Document extract ::
## begin

HSBC expects the Reserve Bank of India to keep policy rates unchanged this year to help boost credit growth.
The Indian government has sought to attract foreign capital and last week announced it would raise the cap on foreign portfolio investment by 0.5 percent, to 5.5 percent of outstanding stock of securities, in next fiscal year and to 6 percent in 2020, Rodrigues said.
Favorable economic conditions and policy make India’s fixed income tools a favored investment target, he said.
Although China attracts more foreign capital, the growth rate of foreign capital in India is even more striking, the fund house said.
Fast foreign capital inflows have strengthened India’s industrial production, support its account balance and consolidate economic stability, Rodrigues said.

## end

Some records ::
## begin

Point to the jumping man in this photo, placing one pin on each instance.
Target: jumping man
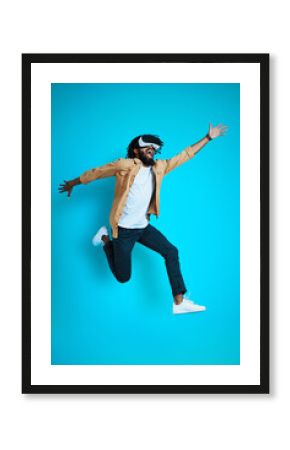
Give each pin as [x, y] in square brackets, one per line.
[137, 194]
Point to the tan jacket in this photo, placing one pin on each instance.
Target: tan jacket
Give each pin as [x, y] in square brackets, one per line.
[125, 171]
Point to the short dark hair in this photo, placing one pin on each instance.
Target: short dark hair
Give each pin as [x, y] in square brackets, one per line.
[147, 138]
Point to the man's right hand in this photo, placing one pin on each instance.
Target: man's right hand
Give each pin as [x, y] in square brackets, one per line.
[67, 186]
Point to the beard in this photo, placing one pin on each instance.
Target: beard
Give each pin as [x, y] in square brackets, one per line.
[147, 161]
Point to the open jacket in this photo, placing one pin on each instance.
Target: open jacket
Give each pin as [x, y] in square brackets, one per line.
[125, 171]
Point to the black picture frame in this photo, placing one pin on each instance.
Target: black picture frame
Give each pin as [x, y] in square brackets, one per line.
[263, 61]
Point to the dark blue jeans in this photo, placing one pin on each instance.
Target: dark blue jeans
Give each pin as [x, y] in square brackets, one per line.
[118, 252]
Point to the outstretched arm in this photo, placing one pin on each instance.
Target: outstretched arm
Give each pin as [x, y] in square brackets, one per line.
[190, 151]
[108, 170]
[67, 186]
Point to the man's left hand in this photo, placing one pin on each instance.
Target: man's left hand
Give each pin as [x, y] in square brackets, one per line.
[217, 131]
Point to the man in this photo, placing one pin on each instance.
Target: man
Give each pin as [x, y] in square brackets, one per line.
[137, 194]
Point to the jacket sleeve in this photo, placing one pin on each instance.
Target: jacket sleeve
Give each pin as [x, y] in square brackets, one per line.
[107, 170]
[178, 159]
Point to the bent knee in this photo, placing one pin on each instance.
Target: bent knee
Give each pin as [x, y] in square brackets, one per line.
[171, 252]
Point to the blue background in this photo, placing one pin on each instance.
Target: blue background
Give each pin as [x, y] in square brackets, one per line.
[95, 319]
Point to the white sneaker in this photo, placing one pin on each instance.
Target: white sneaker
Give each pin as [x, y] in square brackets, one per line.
[97, 239]
[187, 306]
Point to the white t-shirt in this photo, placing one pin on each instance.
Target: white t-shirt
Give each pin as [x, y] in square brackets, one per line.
[138, 201]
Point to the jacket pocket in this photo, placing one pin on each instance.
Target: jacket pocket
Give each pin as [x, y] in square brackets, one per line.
[122, 173]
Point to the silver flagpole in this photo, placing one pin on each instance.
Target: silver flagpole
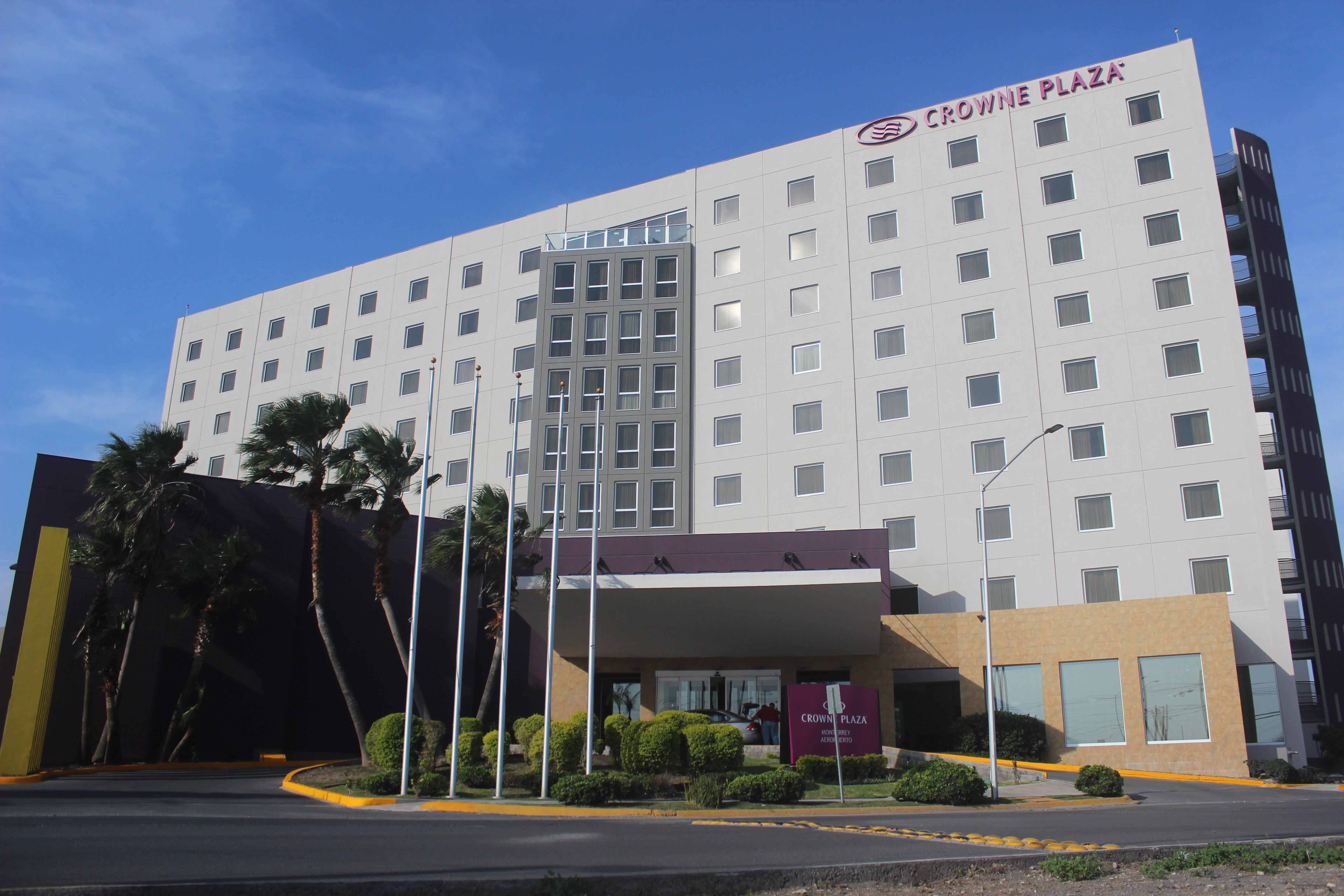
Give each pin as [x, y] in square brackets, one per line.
[597, 516]
[420, 563]
[509, 587]
[556, 578]
[461, 594]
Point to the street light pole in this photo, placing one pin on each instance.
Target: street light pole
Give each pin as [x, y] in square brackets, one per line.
[984, 598]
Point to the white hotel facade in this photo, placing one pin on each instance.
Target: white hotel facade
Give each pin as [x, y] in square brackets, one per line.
[863, 331]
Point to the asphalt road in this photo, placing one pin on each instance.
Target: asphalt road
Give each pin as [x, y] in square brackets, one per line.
[187, 827]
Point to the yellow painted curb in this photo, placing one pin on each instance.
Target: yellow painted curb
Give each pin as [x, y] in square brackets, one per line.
[342, 800]
[147, 766]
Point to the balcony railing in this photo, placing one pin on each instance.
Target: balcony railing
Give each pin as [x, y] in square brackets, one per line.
[618, 237]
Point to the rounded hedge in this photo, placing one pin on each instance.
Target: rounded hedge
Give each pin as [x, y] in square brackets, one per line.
[1100, 781]
[941, 782]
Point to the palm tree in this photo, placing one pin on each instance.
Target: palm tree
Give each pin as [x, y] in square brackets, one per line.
[207, 576]
[490, 535]
[298, 437]
[378, 473]
[138, 486]
[103, 553]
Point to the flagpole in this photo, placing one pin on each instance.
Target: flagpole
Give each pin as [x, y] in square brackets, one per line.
[461, 593]
[502, 747]
[416, 582]
[556, 578]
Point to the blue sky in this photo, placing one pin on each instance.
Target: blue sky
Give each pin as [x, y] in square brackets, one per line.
[155, 155]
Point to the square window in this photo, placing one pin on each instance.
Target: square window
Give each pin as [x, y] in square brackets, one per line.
[472, 276]
[1087, 443]
[890, 342]
[963, 152]
[1212, 576]
[1072, 311]
[726, 210]
[886, 284]
[728, 371]
[1081, 375]
[530, 260]
[882, 228]
[896, 468]
[1101, 586]
[893, 405]
[1058, 188]
[464, 371]
[804, 300]
[803, 245]
[810, 479]
[1202, 502]
[978, 327]
[526, 310]
[807, 358]
[988, 456]
[807, 418]
[802, 191]
[974, 267]
[983, 390]
[1052, 131]
[662, 504]
[1066, 248]
[998, 524]
[1163, 229]
[728, 316]
[901, 534]
[1173, 292]
[1095, 514]
[728, 489]
[968, 209]
[1183, 359]
[1193, 429]
[562, 284]
[1144, 109]
[728, 430]
[879, 172]
[1154, 169]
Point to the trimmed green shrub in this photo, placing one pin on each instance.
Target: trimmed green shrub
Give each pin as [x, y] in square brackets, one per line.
[586, 790]
[779, 786]
[1100, 781]
[941, 782]
[711, 749]
[1019, 737]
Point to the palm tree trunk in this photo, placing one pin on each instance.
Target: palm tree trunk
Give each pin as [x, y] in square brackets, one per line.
[357, 717]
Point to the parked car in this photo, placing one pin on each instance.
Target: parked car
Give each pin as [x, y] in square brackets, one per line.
[751, 729]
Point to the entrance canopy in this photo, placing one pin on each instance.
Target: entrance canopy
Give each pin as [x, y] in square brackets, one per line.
[716, 614]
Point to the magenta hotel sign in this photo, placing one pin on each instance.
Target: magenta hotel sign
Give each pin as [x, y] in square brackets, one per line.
[893, 128]
[812, 729]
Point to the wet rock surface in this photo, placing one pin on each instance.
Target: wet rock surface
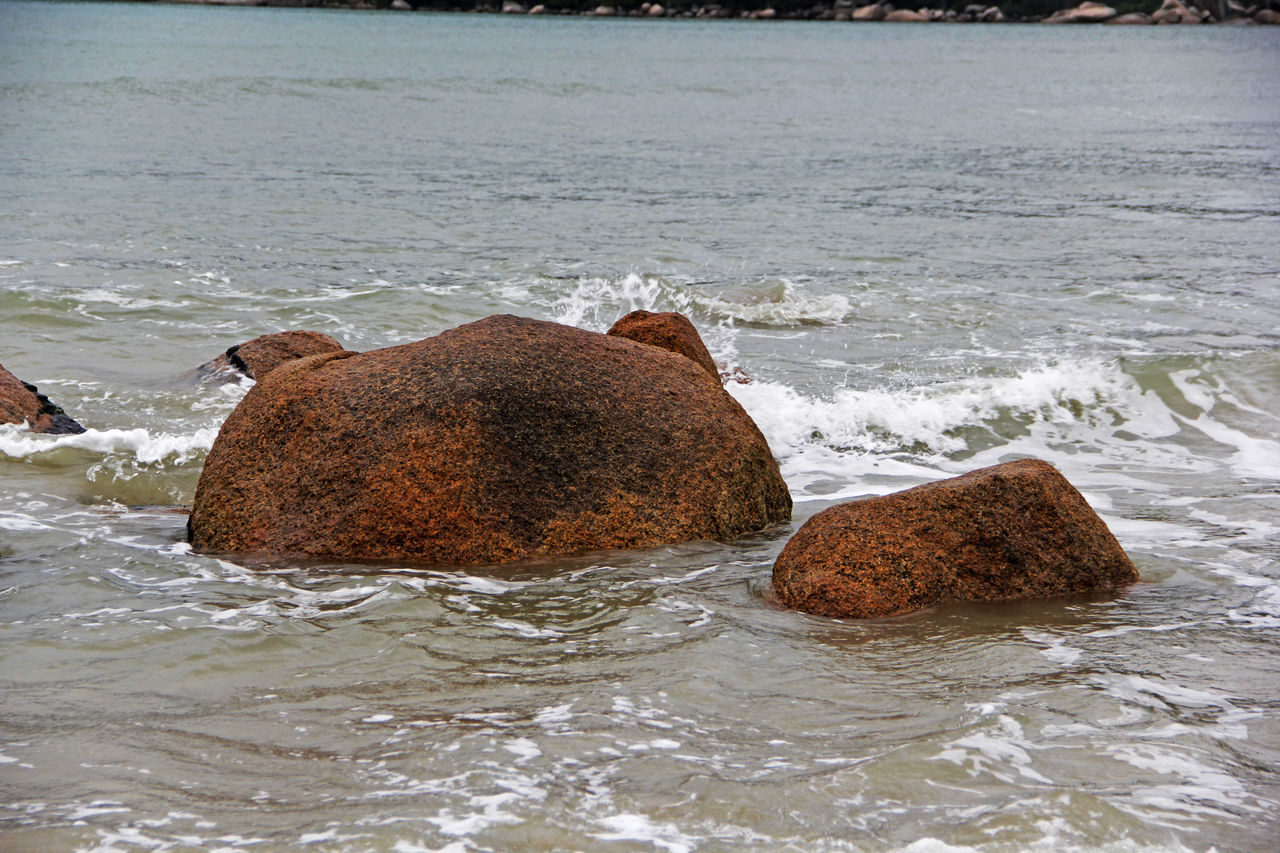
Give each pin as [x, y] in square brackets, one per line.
[1009, 532]
[667, 331]
[264, 354]
[490, 442]
[22, 402]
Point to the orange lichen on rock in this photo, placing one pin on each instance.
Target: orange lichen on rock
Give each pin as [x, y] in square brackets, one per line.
[1009, 532]
[667, 331]
[22, 402]
[264, 354]
[490, 442]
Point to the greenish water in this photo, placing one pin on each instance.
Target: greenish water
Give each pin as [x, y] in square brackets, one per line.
[931, 249]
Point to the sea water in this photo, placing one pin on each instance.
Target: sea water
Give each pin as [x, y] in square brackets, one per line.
[929, 249]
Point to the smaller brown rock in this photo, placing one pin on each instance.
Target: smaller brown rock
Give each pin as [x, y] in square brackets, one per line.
[22, 402]
[1009, 532]
[264, 354]
[668, 331]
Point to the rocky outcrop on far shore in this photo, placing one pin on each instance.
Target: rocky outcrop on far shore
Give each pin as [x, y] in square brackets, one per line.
[1170, 12]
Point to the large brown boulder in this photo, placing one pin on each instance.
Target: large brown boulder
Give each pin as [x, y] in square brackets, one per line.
[490, 442]
[22, 402]
[668, 331]
[264, 354]
[1008, 532]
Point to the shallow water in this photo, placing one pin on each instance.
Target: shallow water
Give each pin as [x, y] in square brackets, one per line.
[931, 249]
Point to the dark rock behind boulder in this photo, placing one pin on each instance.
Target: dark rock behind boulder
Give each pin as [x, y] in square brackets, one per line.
[264, 354]
[22, 402]
[490, 442]
[1009, 532]
[668, 331]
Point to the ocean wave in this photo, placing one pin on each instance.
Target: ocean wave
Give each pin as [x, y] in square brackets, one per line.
[595, 302]
[141, 445]
[928, 419]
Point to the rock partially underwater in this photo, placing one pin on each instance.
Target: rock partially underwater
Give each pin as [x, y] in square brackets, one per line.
[1009, 532]
[264, 354]
[490, 442]
[667, 331]
[22, 402]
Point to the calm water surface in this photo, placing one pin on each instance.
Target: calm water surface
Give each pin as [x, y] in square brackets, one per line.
[931, 247]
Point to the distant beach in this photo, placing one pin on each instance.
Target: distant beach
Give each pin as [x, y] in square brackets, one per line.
[1052, 12]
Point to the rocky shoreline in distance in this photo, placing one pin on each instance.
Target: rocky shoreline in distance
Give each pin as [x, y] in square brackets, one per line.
[1169, 12]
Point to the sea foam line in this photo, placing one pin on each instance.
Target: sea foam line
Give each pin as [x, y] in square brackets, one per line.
[17, 442]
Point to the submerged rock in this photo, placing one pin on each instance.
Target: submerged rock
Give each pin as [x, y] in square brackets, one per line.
[668, 331]
[264, 354]
[22, 402]
[490, 442]
[1009, 532]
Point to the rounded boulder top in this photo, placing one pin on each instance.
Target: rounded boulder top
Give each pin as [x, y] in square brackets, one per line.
[1008, 532]
[490, 442]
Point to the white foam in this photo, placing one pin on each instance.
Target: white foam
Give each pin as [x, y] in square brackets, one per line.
[595, 302]
[16, 442]
[638, 828]
[926, 419]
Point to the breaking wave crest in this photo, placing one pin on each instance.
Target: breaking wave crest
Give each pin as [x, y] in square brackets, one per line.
[595, 302]
[932, 419]
[141, 445]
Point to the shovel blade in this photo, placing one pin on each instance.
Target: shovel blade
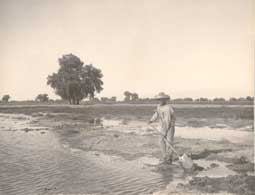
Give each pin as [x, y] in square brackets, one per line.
[186, 161]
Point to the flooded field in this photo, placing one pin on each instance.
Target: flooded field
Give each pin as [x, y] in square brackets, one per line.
[50, 150]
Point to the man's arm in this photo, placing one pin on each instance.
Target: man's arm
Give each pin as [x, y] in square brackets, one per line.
[173, 117]
[154, 117]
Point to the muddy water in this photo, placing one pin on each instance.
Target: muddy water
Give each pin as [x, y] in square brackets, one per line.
[38, 162]
[205, 133]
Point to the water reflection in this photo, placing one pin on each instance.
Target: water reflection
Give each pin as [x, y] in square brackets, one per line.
[34, 163]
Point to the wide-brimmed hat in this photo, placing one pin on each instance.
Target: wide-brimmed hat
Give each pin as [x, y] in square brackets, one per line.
[162, 96]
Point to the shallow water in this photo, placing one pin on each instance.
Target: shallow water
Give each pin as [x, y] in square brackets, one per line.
[41, 162]
[206, 133]
[37, 160]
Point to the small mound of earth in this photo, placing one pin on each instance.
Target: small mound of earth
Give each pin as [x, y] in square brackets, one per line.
[238, 184]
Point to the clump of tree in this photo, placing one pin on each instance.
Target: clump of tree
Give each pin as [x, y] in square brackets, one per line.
[130, 96]
[219, 100]
[106, 99]
[42, 98]
[75, 81]
[6, 98]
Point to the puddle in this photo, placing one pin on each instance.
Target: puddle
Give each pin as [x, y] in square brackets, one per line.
[18, 122]
[206, 133]
[214, 169]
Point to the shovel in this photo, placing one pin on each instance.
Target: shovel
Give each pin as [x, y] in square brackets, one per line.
[184, 159]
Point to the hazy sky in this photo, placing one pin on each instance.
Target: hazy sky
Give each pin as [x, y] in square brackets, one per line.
[182, 47]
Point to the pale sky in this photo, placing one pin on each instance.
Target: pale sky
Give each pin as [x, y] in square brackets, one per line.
[186, 48]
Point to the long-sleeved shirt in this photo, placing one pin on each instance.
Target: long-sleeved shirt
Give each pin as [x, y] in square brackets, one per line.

## end

Your tasks ::
1/ State how many lines of the records contain the word "distant", giving only the number.
2/ Resume the passage on foreign capital in India, picking up right after its last sentence.
The text and the records were taken from unrelated sources.

Expected responses ::
1/ 2

2/
Sanjay Shah, a fixed income analyst at HSBC Global Asset Management, said India’s bonds generate higher yields than bonds elsewhere with the yield of 10-year Treasury bonds reaching 7.676 percent.
The rupee is relatively stable compared with other major Asian currencies, lending further support to Indian bonds, he said.
As for equities investment, India’s stock market accounts for a tiny 1 percent in MSCI weighting, suggesting ample room for upward revisions in coming years, said Nilang Mehta, an equities analyst at the fund house.
However, oil prices, disappointing earnings growth and a heavy election calendar are major downside risks for India, Mehta said.